[Data entries]
_ _ _ _ _

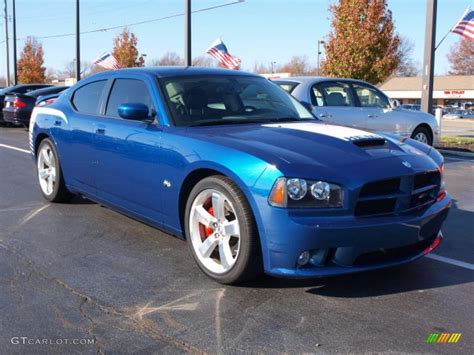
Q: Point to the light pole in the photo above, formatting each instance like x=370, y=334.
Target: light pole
x=187, y=33
x=78, y=43
x=319, y=51
x=273, y=66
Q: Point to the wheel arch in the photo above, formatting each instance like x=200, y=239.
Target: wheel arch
x=39, y=138
x=200, y=173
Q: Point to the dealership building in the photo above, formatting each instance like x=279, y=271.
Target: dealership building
x=452, y=90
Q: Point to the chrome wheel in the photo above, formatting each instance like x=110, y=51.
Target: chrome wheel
x=46, y=169
x=215, y=231
x=421, y=137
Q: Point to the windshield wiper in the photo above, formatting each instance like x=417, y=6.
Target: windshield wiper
x=224, y=122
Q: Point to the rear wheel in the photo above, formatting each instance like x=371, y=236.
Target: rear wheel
x=423, y=135
x=49, y=173
x=221, y=231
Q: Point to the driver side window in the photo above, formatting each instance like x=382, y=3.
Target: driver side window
x=128, y=91
x=370, y=97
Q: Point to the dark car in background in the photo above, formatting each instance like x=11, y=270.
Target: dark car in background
x=18, y=107
x=18, y=89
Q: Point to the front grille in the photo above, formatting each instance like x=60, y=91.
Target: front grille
x=398, y=195
x=381, y=187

_ _ _ _ _

> **REQUIREMENT**:
Output nothing but the entries above, exactly, once the pictures are removed.

> **OUTPUT OF THE EXERCISE**:
Q: Point to the light pole in the photo above, formatting each instance like x=370, y=334.
Target: light pole
x=187, y=33
x=78, y=43
x=319, y=51
x=273, y=66
Q: Point to the wheel arch in the photo above, formatting each instance like x=200, y=239.
Target: wheel arch
x=39, y=138
x=200, y=173
Q: Point to the dealership building in the photo above, formatting each instance like x=279, y=271.
Target: dealership building
x=452, y=90
Q: Point to the chrome wheel in the photo above, formatting each instance like x=110, y=51.
Target: chrome wheel
x=46, y=169
x=215, y=231
x=421, y=137
Q: Point to the windshield wiper in the photo above, formatting each instance like x=417, y=6.
Target: windshield wiper
x=224, y=122
Q: Point to the rear wheel in the photo above, formatting each instance like x=371, y=236.
Target: rear wheel
x=423, y=135
x=49, y=173
x=221, y=231
Q: Point to the driver side window in the photo above, formatting each instance like x=382, y=3.
Target: driver side window
x=128, y=91
x=370, y=97
Q: Point to the dark car in background in the photo above, formatting each instance like x=11, y=270.
Target: dark car in background
x=18, y=107
x=18, y=89
Q: Point to the front grille in the photo above, formatting each instance like x=60, y=91.
Target: front grille
x=398, y=195
x=381, y=187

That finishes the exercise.